Task goal
Copy the lines below, switching every "Data-curation step" to "Labeling step" and leaving everything else unchanged.
::::::::::
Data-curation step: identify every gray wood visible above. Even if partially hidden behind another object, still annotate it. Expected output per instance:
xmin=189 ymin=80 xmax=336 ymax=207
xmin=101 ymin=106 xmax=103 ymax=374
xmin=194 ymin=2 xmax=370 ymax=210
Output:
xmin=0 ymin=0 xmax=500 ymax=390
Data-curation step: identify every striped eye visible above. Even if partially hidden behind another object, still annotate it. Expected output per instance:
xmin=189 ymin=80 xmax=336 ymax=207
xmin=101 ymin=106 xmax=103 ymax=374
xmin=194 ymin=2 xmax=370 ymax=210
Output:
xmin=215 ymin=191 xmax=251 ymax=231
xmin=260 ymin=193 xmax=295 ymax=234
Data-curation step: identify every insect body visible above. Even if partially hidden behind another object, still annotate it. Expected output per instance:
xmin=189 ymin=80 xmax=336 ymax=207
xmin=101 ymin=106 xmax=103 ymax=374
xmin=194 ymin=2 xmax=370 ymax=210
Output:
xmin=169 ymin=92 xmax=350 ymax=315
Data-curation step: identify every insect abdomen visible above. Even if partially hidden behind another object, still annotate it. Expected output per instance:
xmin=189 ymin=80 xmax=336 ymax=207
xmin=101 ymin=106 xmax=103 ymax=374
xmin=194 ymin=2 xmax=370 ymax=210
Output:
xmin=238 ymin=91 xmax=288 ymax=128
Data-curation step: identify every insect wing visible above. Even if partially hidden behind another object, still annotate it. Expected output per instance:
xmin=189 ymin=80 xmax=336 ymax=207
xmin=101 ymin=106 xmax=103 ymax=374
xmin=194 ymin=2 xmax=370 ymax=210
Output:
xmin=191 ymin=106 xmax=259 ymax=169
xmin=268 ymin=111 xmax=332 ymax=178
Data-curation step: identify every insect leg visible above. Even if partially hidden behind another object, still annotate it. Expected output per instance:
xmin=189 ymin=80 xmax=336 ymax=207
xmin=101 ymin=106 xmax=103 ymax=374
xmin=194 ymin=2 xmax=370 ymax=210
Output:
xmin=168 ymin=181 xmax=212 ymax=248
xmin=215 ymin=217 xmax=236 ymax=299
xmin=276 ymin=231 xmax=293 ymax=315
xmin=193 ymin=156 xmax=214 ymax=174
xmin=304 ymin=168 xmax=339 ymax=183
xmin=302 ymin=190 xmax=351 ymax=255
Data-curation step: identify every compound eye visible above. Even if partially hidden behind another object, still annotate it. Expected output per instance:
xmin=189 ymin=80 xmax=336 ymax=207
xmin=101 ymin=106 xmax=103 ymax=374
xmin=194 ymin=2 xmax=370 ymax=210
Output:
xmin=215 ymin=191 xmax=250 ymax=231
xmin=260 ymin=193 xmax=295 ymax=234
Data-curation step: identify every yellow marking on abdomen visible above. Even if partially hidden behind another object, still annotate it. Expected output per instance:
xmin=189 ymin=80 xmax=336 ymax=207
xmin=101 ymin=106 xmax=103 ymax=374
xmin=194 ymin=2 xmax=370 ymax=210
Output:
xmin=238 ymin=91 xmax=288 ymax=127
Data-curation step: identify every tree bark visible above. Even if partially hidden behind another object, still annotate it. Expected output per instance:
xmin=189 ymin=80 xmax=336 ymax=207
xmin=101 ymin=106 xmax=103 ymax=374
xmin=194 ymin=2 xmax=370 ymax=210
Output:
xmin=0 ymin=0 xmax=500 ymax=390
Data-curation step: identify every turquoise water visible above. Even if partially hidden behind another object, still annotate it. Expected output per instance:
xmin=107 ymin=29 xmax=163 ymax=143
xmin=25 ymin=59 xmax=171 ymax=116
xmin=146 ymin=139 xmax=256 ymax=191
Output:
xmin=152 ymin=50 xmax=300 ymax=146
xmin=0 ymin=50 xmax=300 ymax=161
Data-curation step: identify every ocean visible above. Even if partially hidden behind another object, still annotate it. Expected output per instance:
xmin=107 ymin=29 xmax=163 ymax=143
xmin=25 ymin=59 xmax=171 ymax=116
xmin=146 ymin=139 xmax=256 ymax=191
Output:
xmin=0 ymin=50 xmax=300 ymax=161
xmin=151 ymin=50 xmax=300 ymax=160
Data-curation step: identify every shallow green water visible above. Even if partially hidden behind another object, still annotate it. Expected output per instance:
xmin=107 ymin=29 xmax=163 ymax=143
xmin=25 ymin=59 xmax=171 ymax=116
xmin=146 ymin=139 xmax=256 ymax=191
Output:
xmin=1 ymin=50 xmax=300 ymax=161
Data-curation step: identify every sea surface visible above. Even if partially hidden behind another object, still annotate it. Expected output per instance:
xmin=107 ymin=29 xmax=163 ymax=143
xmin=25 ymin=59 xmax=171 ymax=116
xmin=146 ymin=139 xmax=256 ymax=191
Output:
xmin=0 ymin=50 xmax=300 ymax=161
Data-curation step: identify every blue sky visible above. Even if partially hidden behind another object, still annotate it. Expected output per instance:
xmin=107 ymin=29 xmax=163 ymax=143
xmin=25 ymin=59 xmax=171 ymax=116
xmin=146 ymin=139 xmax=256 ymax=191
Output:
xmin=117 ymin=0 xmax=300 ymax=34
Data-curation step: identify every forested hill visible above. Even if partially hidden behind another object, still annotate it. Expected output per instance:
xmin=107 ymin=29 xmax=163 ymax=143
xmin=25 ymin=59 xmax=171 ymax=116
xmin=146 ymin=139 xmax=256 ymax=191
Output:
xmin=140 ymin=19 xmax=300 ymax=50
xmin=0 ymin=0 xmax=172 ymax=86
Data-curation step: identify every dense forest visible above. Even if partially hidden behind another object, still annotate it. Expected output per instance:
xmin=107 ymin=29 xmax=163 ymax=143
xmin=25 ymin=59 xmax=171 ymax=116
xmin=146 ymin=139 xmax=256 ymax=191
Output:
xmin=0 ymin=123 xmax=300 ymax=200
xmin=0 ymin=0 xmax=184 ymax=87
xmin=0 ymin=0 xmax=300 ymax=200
::::::::::
Exercise solution
Labeling step: identify every gray wood visible above. Even if partially hidden behind another object, still annotate it. Expected output per instance:
xmin=189 ymin=80 xmax=336 ymax=207
xmin=101 ymin=106 xmax=103 ymax=374
xmin=194 ymin=2 xmax=370 ymax=210
Output:
xmin=0 ymin=0 xmax=500 ymax=390
Labeling step: identify every striped eye visible above. Even if partially hidden behind another object, still annotate it. Expected output per instance:
xmin=189 ymin=80 xmax=336 ymax=207
xmin=101 ymin=106 xmax=103 ymax=374
xmin=194 ymin=2 xmax=370 ymax=210
Output:
xmin=215 ymin=191 xmax=251 ymax=231
xmin=260 ymin=193 xmax=295 ymax=234
Labeling step: identify every insect body visible above. Even if partially hidden behind another object, still annotate it. Expected output per instance:
xmin=189 ymin=80 xmax=336 ymax=207
xmin=101 ymin=106 xmax=103 ymax=374
xmin=194 ymin=2 xmax=370 ymax=210
Output:
xmin=169 ymin=92 xmax=350 ymax=315
Labeling step: identify every insect abdomen visible above. Even if partially hidden behind another object, still annotate it. Expected output per instance:
xmin=189 ymin=80 xmax=336 ymax=207
xmin=101 ymin=106 xmax=103 ymax=374
xmin=194 ymin=2 xmax=370 ymax=210
Output:
xmin=238 ymin=91 xmax=288 ymax=128
Labeling step: identify every insect wing visible above. Even if partially hidden behind another object, still annotate it. Expected output per instance:
xmin=189 ymin=80 xmax=336 ymax=207
xmin=101 ymin=106 xmax=103 ymax=374
xmin=194 ymin=2 xmax=370 ymax=210
Output:
xmin=191 ymin=106 xmax=259 ymax=169
xmin=268 ymin=111 xmax=332 ymax=178
Labeling step: identify every insect leg visible above. Even if partially hidden behind another object, still annotate it. Expected output per instance:
xmin=189 ymin=80 xmax=336 ymax=207
xmin=101 ymin=106 xmax=103 ymax=374
xmin=194 ymin=2 xmax=370 ymax=210
Output:
xmin=168 ymin=181 xmax=212 ymax=248
xmin=215 ymin=217 xmax=236 ymax=299
xmin=276 ymin=231 xmax=293 ymax=315
xmin=193 ymin=156 xmax=214 ymax=174
xmin=304 ymin=168 xmax=339 ymax=183
xmin=302 ymin=190 xmax=351 ymax=255
Labeling step: identify every compound eye visible above. Even if partially hidden behind another object, still annotate it. Expected output per instance:
xmin=189 ymin=80 xmax=336 ymax=207
xmin=101 ymin=106 xmax=103 ymax=374
xmin=194 ymin=2 xmax=370 ymax=210
Output:
xmin=215 ymin=191 xmax=250 ymax=231
xmin=260 ymin=193 xmax=295 ymax=234
Labeling step: identify every yellow marking on abdomen visible above. Even if partially hidden behind another object, still annotate it. Expected output per instance:
xmin=189 ymin=80 xmax=336 ymax=207
xmin=101 ymin=106 xmax=103 ymax=374
xmin=194 ymin=2 xmax=370 ymax=210
Output:
xmin=238 ymin=91 xmax=288 ymax=127
Labeling step: identify every tree bark visible above. Even if partially hidden behind another object, still annotate it. Expected output per instance:
xmin=189 ymin=80 xmax=336 ymax=207
xmin=101 ymin=106 xmax=103 ymax=374
xmin=194 ymin=2 xmax=370 ymax=210
Output:
xmin=0 ymin=0 xmax=500 ymax=390
Labeling step: identify every turquoise water visible above. Even if partially hidden behind another object, still annotate it. Expected output per instance:
xmin=107 ymin=29 xmax=163 ymax=143
xmin=25 ymin=59 xmax=171 ymax=116
xmin=146 ymin=139 xmax=256 ymax=191
Output:
xmin=152 ymin=50 xmax=300 ymax=146
xmin=0 ymin=50 xmax=300 ymax=161
Labeling step: identify every ocean visible above. Even if partially hidden behind another object, still annotate it. Expected output per instance:
xmin=107 ymin=29 xmax=163 ymax=143
xmin=25 ymin=59 xmax=171 ymax=116
xmin=146 ymin=139 xmax=256 ymax=191
Output:
xmin=0 ymin=50 xmax=300 ymax=161
xmin=151 ymin=50 xmax=300 ymax=160
Labeling step: identify every shallow green water visible above. Even if partially hidden behind another object, still annotate it. Expected output per instance:
xmin=107 ymin=29 xmax=163 ymax=143
xmin=25 ymin=59 xmax=171 ymax=116
xmin=146 ymin=139 xmax=256 ymax=191
Output:
xmin=1 ymin=50 xmax=300 ymax=161
Labeling step: identify every sea surface visible above. Even if partially hidden behind another object, still annotate it. Expected output per instance:
xmin=107 ymin=29 xmax=163 ymax=143
xmin=25 ymin=59 xmax=171 ymax=116
xmin=146 ymin=139 xmax=256 ymax=191
Output:
xmin=0 ymin=50 xmax=300 ymax=161
Labeling step: identify every blue sky visible above. Even if partially hidden behind another object, still annotate it. Expected output per instance:
xmin=107 ymin=29 xmax=163 ymax=143
xmin=25 ymin=59 xmax=171 ymax=116
xmin=146 ymin=139 xmax=256 ymax=191
Output:
xmin=117 ymin=0 xmax=300 ymax=34
Labeling step: identify every forested hill visible above. Even if partially hidden behind another object, still annotate it. Expected output per instance:
xmin=107 ymin=29 xmax=163 ymax=143
xmin=25 ymin=59 xmax=171 ymax=116
xmin=146 ymin=139 xmax=256 ymax=191
Output:
xmin=140 ymin=19 xmax=300 ymax=50
xmin=0 ymin=0 xmax=172 ymax=86
Labeling step: identify every dense forest visible above. Even if partially hidden behind another object, still annotate it. Expected output per instance:
xmin=107 ymin=29 xmax=163 ymax=143
xmin=25 ymin=59 xmax=171 ymax=116
xmin=146 ymin=139 xmax=256 ymax=191
Output:
xmin=0 ymin=123 xmax=300 ymax=200
xmin=0 ymin=0 xmax=184 ymax=87
xmin=0 ymin=0 xmax=300 ymax=200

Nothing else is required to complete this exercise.